Transcribe each line exactly.

## BEGIN RAW RECORDS

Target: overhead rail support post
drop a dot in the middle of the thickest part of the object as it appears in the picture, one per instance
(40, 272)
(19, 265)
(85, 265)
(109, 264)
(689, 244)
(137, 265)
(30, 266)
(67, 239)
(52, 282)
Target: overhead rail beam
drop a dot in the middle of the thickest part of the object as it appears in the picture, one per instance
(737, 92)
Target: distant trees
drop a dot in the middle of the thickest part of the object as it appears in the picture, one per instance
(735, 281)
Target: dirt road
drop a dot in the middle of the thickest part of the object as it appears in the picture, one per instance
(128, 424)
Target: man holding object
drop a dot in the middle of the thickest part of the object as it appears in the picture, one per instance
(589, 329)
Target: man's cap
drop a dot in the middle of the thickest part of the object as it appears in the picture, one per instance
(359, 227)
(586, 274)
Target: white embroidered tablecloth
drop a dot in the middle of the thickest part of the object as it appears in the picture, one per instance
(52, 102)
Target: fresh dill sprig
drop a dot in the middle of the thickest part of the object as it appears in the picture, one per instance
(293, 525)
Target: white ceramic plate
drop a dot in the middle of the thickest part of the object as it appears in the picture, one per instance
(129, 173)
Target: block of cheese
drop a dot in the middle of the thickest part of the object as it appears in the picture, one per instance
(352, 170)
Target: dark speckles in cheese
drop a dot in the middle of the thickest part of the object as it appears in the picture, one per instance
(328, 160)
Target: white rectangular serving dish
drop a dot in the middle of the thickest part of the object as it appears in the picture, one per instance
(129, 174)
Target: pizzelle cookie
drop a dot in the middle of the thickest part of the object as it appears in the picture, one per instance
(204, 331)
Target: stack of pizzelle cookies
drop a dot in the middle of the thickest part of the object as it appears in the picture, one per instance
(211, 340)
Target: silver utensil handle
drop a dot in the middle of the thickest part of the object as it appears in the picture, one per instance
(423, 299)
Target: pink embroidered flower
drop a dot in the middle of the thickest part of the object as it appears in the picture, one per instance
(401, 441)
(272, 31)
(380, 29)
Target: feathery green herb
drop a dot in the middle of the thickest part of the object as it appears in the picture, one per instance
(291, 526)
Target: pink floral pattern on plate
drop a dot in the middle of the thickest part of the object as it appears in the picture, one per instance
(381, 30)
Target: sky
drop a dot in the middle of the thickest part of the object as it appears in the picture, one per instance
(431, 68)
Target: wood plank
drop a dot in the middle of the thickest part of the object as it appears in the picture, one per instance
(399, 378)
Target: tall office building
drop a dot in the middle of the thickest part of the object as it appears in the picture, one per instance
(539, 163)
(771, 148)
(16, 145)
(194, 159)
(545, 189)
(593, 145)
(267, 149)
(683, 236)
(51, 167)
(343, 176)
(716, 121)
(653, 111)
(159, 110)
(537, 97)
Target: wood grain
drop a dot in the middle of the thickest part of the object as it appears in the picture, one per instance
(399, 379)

## END RAW RECORDS

PROBLEM SOLUTION:
Target: overhead rail support post
drop a dot in the middle of the thickest part of the object as it appears in the picture, one per instance
(40, 272)
(19, 265)
(85, 265)
(109, 264)
(689, 244)
(137, 265)
(30, 266)
(67, 239)
(52, 282)
Target: overhead rail beam
drop a dot in the middle of the thickest part of the object as it appears in the picture, one per instance
(737, 92)
Target: distant trees
drop a dot in the middle of the thickest part of the object as it appears in the picture, one per instance
(735, 281)
Target: dirt road
drop a dot in the middle of the thickest part of the object as it appears in the picture, one per instance
(128, 424)
Target: man holding object
drop a dot in the middle of the thickest part of the object as it appears in the picture, one per instance
(589, 329)
Target: man's cap
drop a dot in the middle of the thickest part of the object as it appears in the picture, one per instance
(359, 227)
(586, 274)
Target: white embroidered tablecloth
drop a dot in the middle of the thickest part of the object as it appears in the picture, one per instance
(52, 102)
Target: fresh dill sprig
drop a dot in the middle of the thickest part of the object as it appears in the picture, one per instance
(293, 525)
Target: white ceramic plate
drop a dot in the middle of the thickest part of the object as it appears in the picture, one per instance
(129, 173)
Target: block of cheese
drop a dot in the middle of the thickest part of the object as it appears in the picture, one per instance
(352, 170)
Target: dark speckles in cheese
drop a dot in the middle of the thickest part of the object as it appears in the picture, one per instance
(328, 160)
Target: white rectangular serving dish
drop a dot in the middle of the thickest part of the object as it appears in the picture, one per instance
(129, 174)
Target: pizzelle cookie
drop a dot in the middle of the thickest part of the object as it appears in the picture, one per instance
(204, 331)
Target: stack of pizzelle cookies
drop a dot in the middle of the thickest part of the object as it appears in the picture, one per instance
(211, 340)
Target: silver utensil handle
drop a dot in the middle of the thickest part of the object as it appears in the picture, one per instance
(423, 299)
Target: pink embroidered flower
drop a dot in the middle of the thickest part of the object as it appears in the picture, one per instance
(401, 441)
(272, 31)
(380, 29)
Target: feathery green herb
drop a dot in the middle of the thickest part of the object as it appears in the picture, one per instance
(291, 526)
Target: pink floral pattern on plate
drop a dot in the middle of the thickest part of the object as it appears in the picture, one per instance
(381, 30)
Target: sky
drop a dot in the middle of the thickest part of the object as it appears in the picture, one per instance
(431, 68)
Target: wood plank
drop a dot in the middle of the thickest part of the object as it appears in the picture, one per instance
(399, 378)
Target: tall office building
drop a dot in the middle of the thickest part of the object as it appears in the picture, one per instance
(539, 163)
(771, 148)
(16, 145)
(194, 159)
(545, 189)
(593, 145)
(267, 149)
(683, 236)
(51, 167)
(343, 176)
(716, 121)
(653, 111)
(159, 110)
(537, 97)
Target: wood grain
drop a dot in the middle of the thickest part of the object as it appears in the picture, one per instance
(399, 379)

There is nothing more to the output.